● **TEXTE À LIRE**:
--

L’échec du PDG à construire un Etat viable trouve son origine dans cette décision funeste qui a décapité l’élite intellectuelle guinéenne qui avait été à l’avant-garde de la campagne pour le NON, c’est-à-dire pour l’indépendance immédiate. L’emprisonnement de ces patriotes sincères a tué la démocratie, déjà muselée et handicapée par l’absorption et l’intégration des opposants du PRA dans le PDG dès 1959. Cette situation brisait le seul rempart au pouvoir personnel qui pointait et que la FEANF avait dénoncé de façon prémonitoire à son congrès extraordinaire de mars 1962. La Confédération nationale des Travailleurs de Guinée, CNTG, privée de ce puissant partenaire, était de facto vidée de tout contenu et réduite au rôle de caisse de résonance pour diffuser les mots d’ordre du parti unique qui deviendra le parti Etat.

4-. Ampleur de la décadence de la Guinée.

Sortie de l’anonymat colonial comme un éclair dans un ciel serein, grâce à la victoire du NON, la Guinée est à la UNE de tous les journaux du monde le 29/ 9/1958. Elle rentre dans une éclipse médiatique de 1959 à 1961. Elle revient dans l’actualité internationale de façon négative et lugubre par le canal de l’instauration du système de gouvernement par les complots que le chef du PDG instaure après avoir maté brutalement la révolte populaire provoquée par l’arrestation des dirigeants du syndicat des Enseignants. L’Ambassadeur de Guinée dira à Paris : « l’armée a tiré en l’air à Labé, il y a eu deux morts ! »

--

● **DONNÉES À ANALYSER**:
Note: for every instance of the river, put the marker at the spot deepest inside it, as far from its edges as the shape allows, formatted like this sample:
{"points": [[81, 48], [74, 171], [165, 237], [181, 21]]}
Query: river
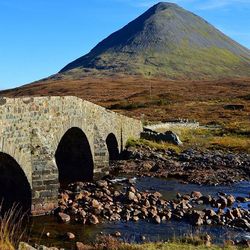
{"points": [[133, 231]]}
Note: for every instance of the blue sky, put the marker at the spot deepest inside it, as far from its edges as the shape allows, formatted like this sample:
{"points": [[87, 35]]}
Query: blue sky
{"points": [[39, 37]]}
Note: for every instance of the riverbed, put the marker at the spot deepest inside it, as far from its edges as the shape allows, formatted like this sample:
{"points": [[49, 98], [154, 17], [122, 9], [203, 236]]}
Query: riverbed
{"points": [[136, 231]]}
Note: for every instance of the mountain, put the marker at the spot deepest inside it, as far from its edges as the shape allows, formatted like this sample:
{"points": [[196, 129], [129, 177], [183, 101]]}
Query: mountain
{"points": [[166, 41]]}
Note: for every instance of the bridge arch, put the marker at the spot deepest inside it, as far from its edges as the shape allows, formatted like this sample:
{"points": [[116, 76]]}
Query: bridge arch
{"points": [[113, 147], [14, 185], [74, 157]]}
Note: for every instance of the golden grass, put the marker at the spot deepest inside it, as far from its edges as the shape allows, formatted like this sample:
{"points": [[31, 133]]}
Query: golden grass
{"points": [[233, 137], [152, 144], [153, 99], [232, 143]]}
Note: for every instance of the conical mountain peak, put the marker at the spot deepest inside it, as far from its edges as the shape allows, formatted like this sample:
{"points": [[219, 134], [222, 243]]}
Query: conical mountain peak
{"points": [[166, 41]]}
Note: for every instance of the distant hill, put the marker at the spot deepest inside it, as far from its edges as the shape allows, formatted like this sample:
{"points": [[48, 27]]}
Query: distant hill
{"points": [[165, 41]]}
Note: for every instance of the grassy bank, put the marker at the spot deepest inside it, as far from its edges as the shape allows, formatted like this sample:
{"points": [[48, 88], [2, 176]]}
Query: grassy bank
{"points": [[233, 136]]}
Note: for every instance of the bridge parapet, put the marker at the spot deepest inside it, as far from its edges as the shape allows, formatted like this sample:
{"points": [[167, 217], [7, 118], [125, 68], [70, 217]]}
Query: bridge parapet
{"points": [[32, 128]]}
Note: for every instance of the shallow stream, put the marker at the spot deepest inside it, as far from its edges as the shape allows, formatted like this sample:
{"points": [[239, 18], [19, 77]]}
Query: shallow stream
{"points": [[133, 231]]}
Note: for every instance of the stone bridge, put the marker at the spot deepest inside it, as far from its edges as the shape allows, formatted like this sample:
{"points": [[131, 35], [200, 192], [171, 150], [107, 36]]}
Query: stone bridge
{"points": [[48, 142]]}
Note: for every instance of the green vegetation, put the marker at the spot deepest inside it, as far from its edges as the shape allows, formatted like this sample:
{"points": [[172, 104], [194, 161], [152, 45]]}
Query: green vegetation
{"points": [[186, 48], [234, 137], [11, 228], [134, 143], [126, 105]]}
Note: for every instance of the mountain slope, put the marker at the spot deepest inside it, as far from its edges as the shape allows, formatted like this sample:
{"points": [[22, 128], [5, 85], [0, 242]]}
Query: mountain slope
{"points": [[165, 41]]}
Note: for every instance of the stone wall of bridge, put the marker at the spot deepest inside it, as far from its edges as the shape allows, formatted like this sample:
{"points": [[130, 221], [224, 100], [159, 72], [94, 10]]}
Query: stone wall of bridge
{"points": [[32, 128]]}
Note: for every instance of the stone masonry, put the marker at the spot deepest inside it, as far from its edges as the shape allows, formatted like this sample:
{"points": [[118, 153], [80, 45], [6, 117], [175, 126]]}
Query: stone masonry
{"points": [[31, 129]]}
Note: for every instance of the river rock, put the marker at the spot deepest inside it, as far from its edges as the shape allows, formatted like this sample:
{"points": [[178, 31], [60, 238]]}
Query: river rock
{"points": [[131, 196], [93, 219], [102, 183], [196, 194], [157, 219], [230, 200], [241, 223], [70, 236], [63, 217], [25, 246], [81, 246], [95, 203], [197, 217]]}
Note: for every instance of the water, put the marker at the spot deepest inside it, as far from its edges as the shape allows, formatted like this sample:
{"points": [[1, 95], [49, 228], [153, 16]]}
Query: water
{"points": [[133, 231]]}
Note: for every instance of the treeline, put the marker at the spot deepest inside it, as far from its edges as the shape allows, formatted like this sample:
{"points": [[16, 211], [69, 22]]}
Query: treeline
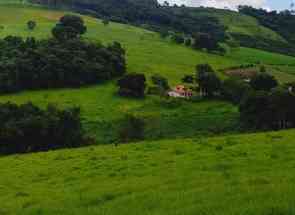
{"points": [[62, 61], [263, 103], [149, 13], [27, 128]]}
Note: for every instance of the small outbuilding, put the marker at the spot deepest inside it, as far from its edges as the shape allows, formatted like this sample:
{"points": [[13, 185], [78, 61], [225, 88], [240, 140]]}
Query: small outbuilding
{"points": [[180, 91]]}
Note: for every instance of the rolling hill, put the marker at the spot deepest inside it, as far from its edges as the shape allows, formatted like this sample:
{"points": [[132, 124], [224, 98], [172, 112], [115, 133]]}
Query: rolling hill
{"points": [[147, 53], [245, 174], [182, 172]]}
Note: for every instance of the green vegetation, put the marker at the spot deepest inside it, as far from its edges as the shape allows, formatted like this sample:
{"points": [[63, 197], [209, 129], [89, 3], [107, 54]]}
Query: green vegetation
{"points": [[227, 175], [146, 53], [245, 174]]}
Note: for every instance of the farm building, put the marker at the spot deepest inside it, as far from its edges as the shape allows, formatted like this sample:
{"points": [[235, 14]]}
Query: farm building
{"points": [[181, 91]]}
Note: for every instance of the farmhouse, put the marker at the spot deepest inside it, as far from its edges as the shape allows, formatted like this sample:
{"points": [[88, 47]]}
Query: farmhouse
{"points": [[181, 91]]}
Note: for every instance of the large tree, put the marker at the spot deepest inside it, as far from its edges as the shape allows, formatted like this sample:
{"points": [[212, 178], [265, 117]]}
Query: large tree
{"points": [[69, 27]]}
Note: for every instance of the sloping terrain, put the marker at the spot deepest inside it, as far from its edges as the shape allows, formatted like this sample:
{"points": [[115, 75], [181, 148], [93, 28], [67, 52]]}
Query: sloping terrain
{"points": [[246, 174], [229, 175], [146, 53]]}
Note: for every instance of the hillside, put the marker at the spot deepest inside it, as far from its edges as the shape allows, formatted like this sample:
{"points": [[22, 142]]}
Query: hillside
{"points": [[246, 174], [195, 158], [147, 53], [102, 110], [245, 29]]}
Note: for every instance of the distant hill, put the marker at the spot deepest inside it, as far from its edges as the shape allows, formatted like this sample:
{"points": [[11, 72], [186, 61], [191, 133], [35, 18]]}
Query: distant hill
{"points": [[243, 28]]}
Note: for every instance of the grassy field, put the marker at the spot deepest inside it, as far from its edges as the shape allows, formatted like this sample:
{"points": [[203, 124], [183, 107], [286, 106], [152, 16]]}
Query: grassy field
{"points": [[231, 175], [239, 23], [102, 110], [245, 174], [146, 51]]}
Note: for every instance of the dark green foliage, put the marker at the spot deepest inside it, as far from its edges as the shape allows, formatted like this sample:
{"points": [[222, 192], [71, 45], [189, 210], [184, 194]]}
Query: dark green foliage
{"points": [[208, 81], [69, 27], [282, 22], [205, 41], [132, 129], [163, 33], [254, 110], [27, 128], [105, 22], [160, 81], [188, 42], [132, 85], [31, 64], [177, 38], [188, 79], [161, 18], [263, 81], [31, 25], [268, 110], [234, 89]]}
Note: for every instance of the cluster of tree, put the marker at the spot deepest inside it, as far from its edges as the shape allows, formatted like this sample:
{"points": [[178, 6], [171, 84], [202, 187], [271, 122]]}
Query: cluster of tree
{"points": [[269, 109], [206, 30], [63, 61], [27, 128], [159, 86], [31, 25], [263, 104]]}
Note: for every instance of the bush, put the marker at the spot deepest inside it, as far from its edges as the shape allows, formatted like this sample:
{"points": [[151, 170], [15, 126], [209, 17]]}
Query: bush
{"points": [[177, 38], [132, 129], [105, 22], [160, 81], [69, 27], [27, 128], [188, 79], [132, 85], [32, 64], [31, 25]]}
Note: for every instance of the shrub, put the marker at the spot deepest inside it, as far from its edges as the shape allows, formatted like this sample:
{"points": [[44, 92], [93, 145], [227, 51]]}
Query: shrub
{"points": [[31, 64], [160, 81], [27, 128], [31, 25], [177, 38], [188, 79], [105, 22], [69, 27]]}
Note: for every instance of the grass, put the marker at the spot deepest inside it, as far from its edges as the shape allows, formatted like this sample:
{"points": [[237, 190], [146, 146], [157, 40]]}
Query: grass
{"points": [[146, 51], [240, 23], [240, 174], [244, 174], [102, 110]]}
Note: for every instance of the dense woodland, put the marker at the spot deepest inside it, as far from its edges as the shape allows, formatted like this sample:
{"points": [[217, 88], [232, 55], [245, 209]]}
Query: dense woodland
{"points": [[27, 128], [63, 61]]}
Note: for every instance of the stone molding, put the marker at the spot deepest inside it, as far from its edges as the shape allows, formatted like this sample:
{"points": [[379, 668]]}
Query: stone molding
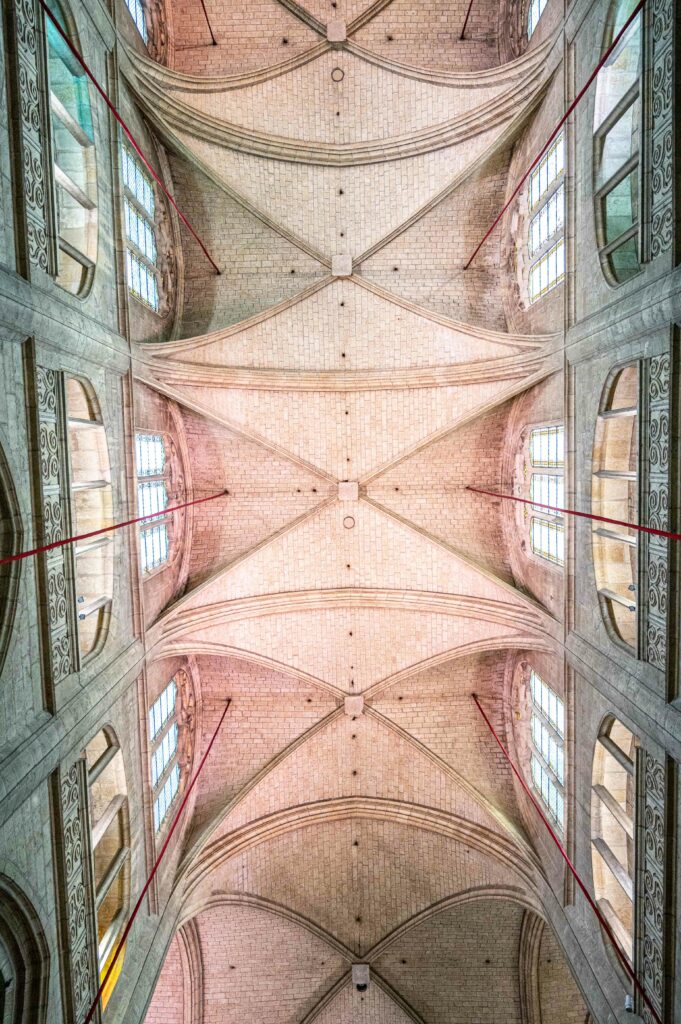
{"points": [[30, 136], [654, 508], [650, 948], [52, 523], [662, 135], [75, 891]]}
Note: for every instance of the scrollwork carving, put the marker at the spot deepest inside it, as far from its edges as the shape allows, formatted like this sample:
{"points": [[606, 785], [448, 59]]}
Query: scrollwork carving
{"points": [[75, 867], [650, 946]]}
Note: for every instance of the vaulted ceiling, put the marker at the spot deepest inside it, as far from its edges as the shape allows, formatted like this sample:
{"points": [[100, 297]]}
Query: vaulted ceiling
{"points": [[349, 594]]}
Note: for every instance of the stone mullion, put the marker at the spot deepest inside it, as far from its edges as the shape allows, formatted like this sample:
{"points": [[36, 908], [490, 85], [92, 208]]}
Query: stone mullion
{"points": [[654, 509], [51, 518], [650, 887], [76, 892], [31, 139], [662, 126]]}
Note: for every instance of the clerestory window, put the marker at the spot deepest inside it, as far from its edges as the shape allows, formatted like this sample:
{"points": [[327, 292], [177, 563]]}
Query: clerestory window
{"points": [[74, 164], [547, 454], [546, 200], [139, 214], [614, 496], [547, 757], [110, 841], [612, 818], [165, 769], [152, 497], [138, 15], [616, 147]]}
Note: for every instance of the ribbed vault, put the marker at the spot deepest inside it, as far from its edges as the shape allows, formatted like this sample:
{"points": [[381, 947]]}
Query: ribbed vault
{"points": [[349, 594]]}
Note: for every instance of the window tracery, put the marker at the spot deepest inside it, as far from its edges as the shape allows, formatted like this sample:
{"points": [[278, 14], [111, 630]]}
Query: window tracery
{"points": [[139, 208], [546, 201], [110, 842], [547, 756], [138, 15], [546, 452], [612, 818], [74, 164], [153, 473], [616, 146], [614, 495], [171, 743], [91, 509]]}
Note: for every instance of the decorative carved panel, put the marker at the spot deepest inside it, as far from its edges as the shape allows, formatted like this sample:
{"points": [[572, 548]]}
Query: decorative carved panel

--

● **EXERCICES À FAIRE**:
[a] Les affirmations suivantes sont-elles conformes au texte sur la Guinée ? (i) La FEANF a dénoncé le pouvoir personnel lors de son congrès extraordinaire de mars 1962. (ii) De 1959 à 1961, la Guinée est restée au premier plan de l'actualité internationale. (iii) La révolte populaire est partie de l'arrestation des dirigeants du syndicat des Enseignants. Pour chacune, répondez par oui ou non et recopiez mot pour mot le passage du texte qui permet de trancher.
[b] Écrivez la suite du texte sur la Guinée, en partant de la dernière phrase donnée.

● **RÉPONSES PAR NUMÉRO**:
[a]
(i) Oui : « que la FEANF avait dénoncé de façon prémonitoire à son congrès extraordinaire de mars 1962 ».
(ii) Non : « Elle rentre dans une éclipse médiatique de 1959 à 1961. »
(iii) Oui : « la révolte populaire provoquée par l’arrestation des dirigeants du syndicat des Enseignants ».

[b]
De 1961 à sa mort en 1984, Sékou Touré confère au pays une image de barbarie par l’ampleur de la répression ininterrompue entretenue pendant vingt six ans. Le summum de la boucherie qu’il a ordonnée se produit en 1971 par la pendaison de 71 personnes condamnées à mort dans le cadre de ce qu’il a appelé « les agents de la cinquième colonne ». Deux citoyens ont été pendus dans chacune des préfectures et les communes de Conakry.

A sa mort en 1984, le tyran laisse en héritage un pays accusant un retard de cinquante ans par rapport à nos voisins. La société guinéenne a perdu ses repères éthiques et ses valeurs morales. Elle n’a plus de boussole. La promotion politique et sociale de « l’homme nouveau » serviteur inconditionnel des basses besognes du parti et du responsable suprême de la révolution a brisé tous les liens sociaux dans les familles.

Plus de vingt ans après la fin de ce cauchemar, le pays peine à trouver les repères éthiques, moraux et professionnels sans lesquels il est difficile de construire quelque chose de solide. La gestion de Lansana Conté, qui sera examinée dans une autre contribution, a aggravé le fossé de misère dans lequel les Guinéens sont plongés depuis cinquante ans. Ceux qui sont nés en 1959 ont aujourd’hui 50 ans. Ils gouvernent le pays avec Conté. Ils ignorent ou occultent le rôle et la place de l’élite intellectuelle guinéenne et africaine dans le combat pour organiser la solidarité en faveur de notre pays, notamment pour assurer la rentrée scolaire de 1958-1959. Leurs références scolaires se limitent aux discours fleuves de Sékou Touré qui leur ont servi de programmes d’enseignement pendant la dictature. Les noms des cadres universitaires guinéens, formés après des sélections coloniales féroces ont été effacés de la mémoire collective.

5-. Notre appel.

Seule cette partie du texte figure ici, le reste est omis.